Prompt 1
In the account of the children's quarrel, how old are the son and the daughter?
Prompt 2
Continue the account of the children's quarrel, picking up right after its final sentence.

Page
## START

“I hate you!” I couldn’t believe my ears as I heard my nine-year-old son scream this for the first time ever at his younger sister.
To give you some context, dare I say she probably deserved it? And before you think I’m a terrible mom, let me explain why. My son is probably the most sensitive, easy-going boy you will find. He loves to snuggle and is very compassionate. So, to hear him loose his temper and yell at his sister meant there was likely a good explanation.
As I headed toward the situation, thoughts began to run through my head of what my daughter could have possibly done to provoke such a response. My daughter is full of fire and bold, “stand up and claim it” kind of tenacity, the kind I can only dream of having. She constantly stands on a soapbox declaring how she will conquer her day, even if that means casually overstepping her boundaries. She can be genuinely thoughtful, but sometimes in her fearless attitude, she can be a little bossy.
For the most part, my kids get along well. Extremely well. And at seven and nine, I have had very little need to interfere. When I do have to put on the referee hat, it’s usually in my son’s defense. While I love my strong-willed girl, she has a hard time accepting help from her big brother. Whether or not she needs help, she would never ask for it. Today’s battle was different. I was not walking into the “typical big brother is only trying to help” situation. This was hate.
As I gathered the kids into the living room for a family talk, I whispered, “Lord, help me.” I started by asking what happened and listened as both parties plead their case. Then I heard the Holy Spirit whisper, “What is the root of the problem?”

## END

Excerpts of pointing data:
## START

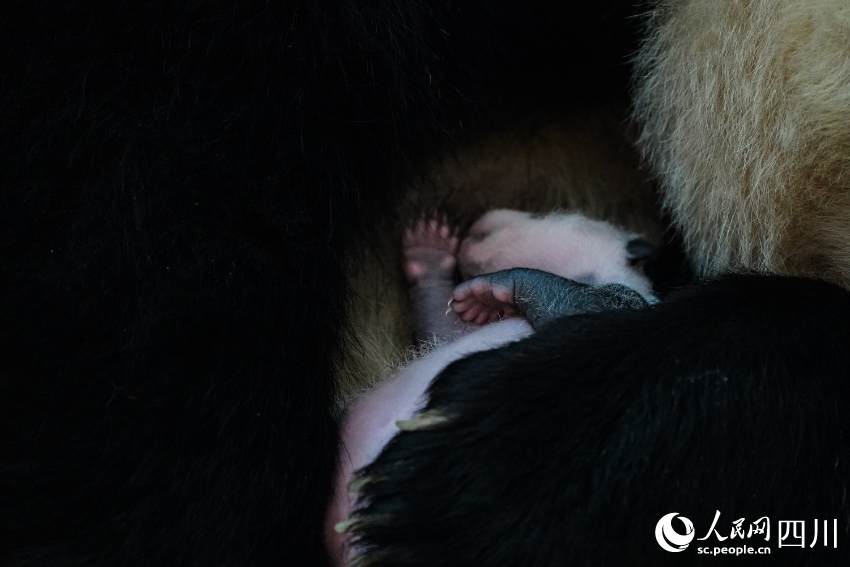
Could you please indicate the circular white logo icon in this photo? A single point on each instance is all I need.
(671, 540)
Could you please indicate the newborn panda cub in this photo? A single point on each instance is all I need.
(521, 271)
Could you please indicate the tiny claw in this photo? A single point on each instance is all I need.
(344, 526)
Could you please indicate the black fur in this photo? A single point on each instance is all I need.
(567, 447)
(178, 181)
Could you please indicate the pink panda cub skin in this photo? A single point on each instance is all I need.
(503, 302)
(570, 245)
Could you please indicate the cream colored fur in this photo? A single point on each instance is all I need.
(745, 109)
(585, 163)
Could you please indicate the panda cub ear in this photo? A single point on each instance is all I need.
(639, 250)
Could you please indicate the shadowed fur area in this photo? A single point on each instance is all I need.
(181, 182)
(565, 448)
(744, 107)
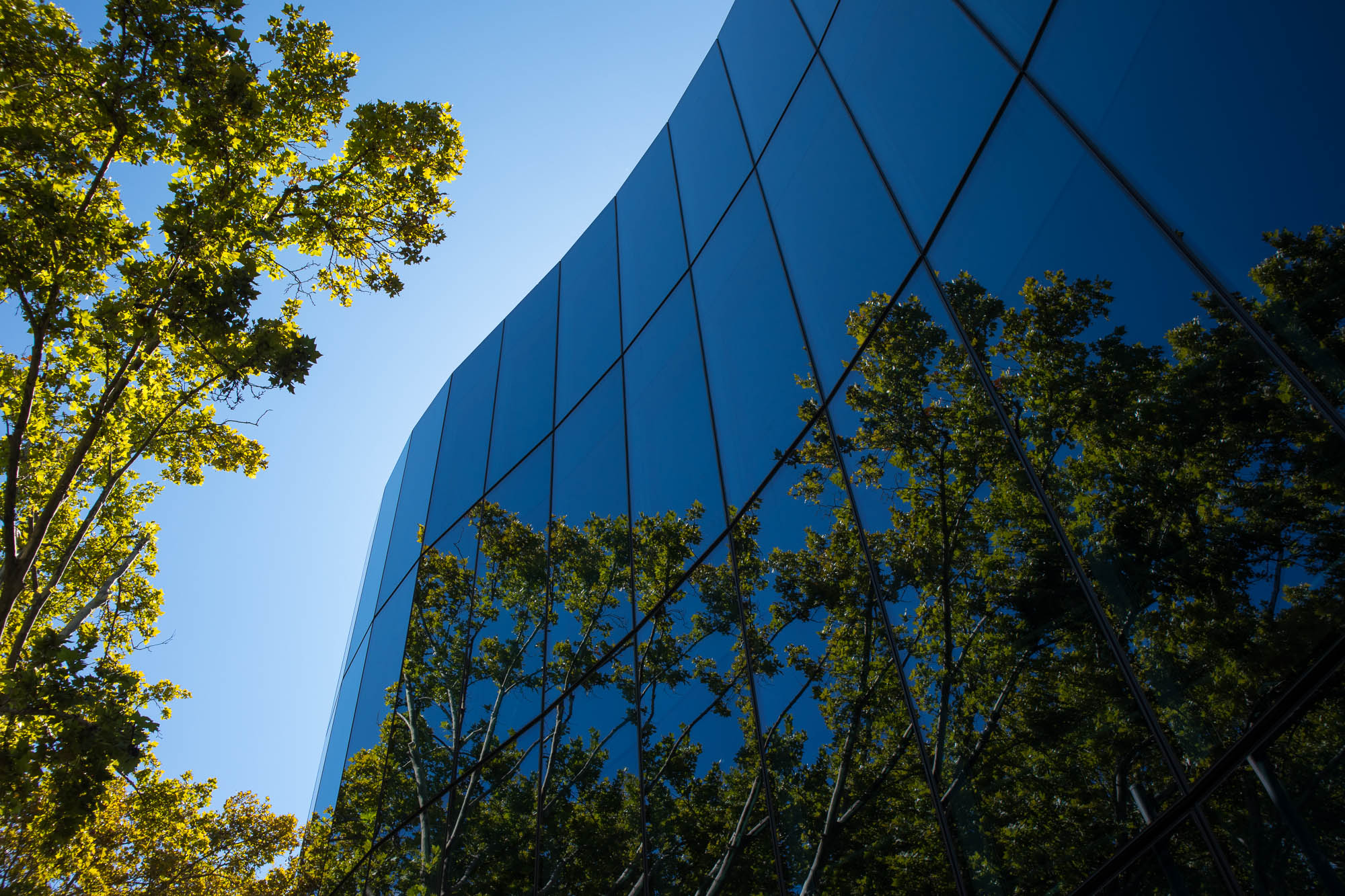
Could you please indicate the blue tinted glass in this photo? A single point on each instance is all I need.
(428, 744)
(461, 477)
(700, 733)
(672, 443)
(980, 594)
(913, 71)
(1172, 100)
(649, 227)
(591, 314)
(1015, 24)
(369, 587)
(528, 372)
(1163, 389)
(422, 456)
(591, 607)
(383, 667)
(1196, 104)
(591, 783)
(766, 52)
(506, 680)
(754, 348)
(841, 236)
(825, 680)
(338, 736)
(708, 150)
(817, 14)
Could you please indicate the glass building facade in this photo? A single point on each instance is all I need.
(925, 475)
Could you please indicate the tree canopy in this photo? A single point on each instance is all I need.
(138, 331)
(1198, 487)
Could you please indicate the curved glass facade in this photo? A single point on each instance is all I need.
(925, 475)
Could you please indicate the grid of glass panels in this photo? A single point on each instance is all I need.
(925, 477)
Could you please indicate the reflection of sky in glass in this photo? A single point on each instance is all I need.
(1215, 119)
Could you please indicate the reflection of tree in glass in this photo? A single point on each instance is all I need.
(1199, 490)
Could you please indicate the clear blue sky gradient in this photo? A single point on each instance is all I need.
(558, 103)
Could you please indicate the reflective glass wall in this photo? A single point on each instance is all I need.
(926, 475)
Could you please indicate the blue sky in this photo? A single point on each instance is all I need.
(558, 103)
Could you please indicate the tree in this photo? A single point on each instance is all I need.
(158, 834)
(138, 333)
(1196, 485)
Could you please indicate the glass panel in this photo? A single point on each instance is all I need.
(591, 798)
(708, 150)
(329, 778)
(591, 314)
(461, 477)
(839, 231)
(353, 826)
(485, 825)
(591, 790)
(488, 823)
(410, 529)
(528, 373)
(673, 469)
(1179, 865)
(817, 14)
(591, 603)
(707, 802)
(1013, 22)
(1280, 817)
(766, 52)
(369, 585)
(430, 743)
(408, 862)
(910, 71)
(1024, 712)
(1198, 103)
(754, 349)
(840, 740)
(383, 670)
(505, 690)
(649, 227)
(1202, 494)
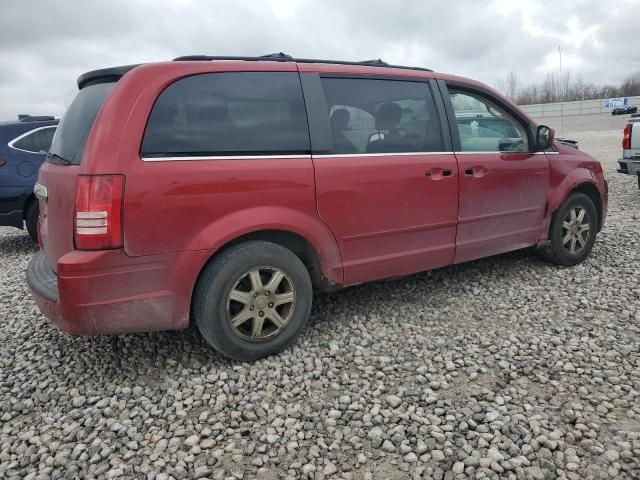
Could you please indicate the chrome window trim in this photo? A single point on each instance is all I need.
(10, 144)
(220, 157)
(40, 191)
(329, 155)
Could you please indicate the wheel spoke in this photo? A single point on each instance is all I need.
(256, 330)
(276, 319)
(572, 248)
(284, 298)
(242, 317)
(242, 297)
(256, 281)
(273, 284)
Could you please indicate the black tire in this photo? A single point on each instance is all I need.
(211, 298)
(556, 251)
(31, 219)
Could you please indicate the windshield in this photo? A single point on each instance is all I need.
(73, 130)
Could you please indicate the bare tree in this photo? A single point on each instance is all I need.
(567, 88)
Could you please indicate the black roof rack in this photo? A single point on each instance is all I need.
(283, 57)
(35, 118)
(104, 75)
(114, 73)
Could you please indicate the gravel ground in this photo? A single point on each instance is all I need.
(501, 368)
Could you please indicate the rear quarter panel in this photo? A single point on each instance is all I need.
(569, 169)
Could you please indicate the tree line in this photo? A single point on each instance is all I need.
(565, 88)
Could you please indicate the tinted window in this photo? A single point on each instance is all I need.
(74, 128)
(36, 141)
(227, 114)
(485, 127)
(381, 116)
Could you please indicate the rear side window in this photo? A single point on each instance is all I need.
(35, 141)
(381, 116)
(485, 127)
(246, 113)
(74, 128)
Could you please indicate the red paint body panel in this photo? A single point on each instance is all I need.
(367, 217)
(502, 203)
(389, 217)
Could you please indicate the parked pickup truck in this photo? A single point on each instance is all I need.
(630, 162)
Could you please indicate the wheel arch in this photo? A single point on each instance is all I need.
(577, 185)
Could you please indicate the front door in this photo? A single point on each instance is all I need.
(503, 183)
(388, 190)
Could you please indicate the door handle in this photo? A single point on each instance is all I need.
(477, 171)
(437, 173)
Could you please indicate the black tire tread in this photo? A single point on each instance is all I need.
(215, 268)
(31, 220)
(550, 251)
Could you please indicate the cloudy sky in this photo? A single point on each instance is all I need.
(46, 44)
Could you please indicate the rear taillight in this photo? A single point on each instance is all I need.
(626, 137)
(97, 219)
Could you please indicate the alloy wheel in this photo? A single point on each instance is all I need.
(261, 303)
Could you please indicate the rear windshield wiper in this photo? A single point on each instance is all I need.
(58, 158)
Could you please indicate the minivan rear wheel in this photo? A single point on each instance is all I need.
(573, 231)
(31, 220)
(253, 300)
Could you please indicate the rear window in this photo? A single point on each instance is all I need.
(381, 116)
(35, 141)
(74, 128)
(247, 113)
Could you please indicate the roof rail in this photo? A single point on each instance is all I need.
(283, 57)
(34, 118)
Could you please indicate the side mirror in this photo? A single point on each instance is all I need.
(544, 137)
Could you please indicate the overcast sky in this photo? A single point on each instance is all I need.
(45, 45)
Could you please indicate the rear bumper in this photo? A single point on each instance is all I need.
(14, 218)
(107, 292)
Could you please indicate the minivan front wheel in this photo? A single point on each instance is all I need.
(573, 231)
(253, 300)
(31, 220)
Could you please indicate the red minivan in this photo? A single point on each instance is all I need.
(228, 189)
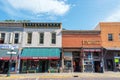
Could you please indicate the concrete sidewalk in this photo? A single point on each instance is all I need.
(61, 75)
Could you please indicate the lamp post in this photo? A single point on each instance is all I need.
(9, 65)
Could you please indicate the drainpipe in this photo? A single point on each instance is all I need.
(102, 62)
(62, 61)
(18, 61)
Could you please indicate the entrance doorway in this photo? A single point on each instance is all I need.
(97, 66)
(76, 62)
(43, 66)
(109, 64)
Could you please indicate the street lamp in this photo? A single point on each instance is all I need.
(9, 66)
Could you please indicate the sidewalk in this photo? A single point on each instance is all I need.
(61, 75)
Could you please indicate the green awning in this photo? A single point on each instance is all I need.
(5, 56)
(40, 53)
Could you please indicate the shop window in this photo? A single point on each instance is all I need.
(41, 38)
(2, 38)
(110, 37)
(67, 64)
(53, 39)
(29, 39)
(88, 55)
(119, 36)
(16, 39)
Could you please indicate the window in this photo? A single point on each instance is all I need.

## END

Output 1
The son is nine and the daughter is seven.

Output 2
I shared with them how their reactions to what had happened that day was not caused only by today’s events. Past offenses had been used as today’s ammo. I explained to my daughter why her brother responded the way he did and the offense it stemmed from. In turn I explained to my son the underlying root cause that provoked his sister to take such action. Tears filled their eyes, and I knew I had exposed the truth.
I then explained how sometimes our feelings get hurt, and if not dealt with, the feelings can grow into something bigger. Sometimes we hurt other’s feelings without even realizing it. And sometimes we do it out of our own hurt. By telling them they were in a safe place to share those hurts, they were encouraged to repent and soon after asked each other for forgiveness.
I could have chosen to just discipline them both and send them to their rooms. However, I chose the harder route, and I know that will ultimately shape who they become. Conversations like these are not easy and are certainly not my favorite. But as their parent, I am responsible for taking the time to teach and guide them through life while shining God’s light into situations.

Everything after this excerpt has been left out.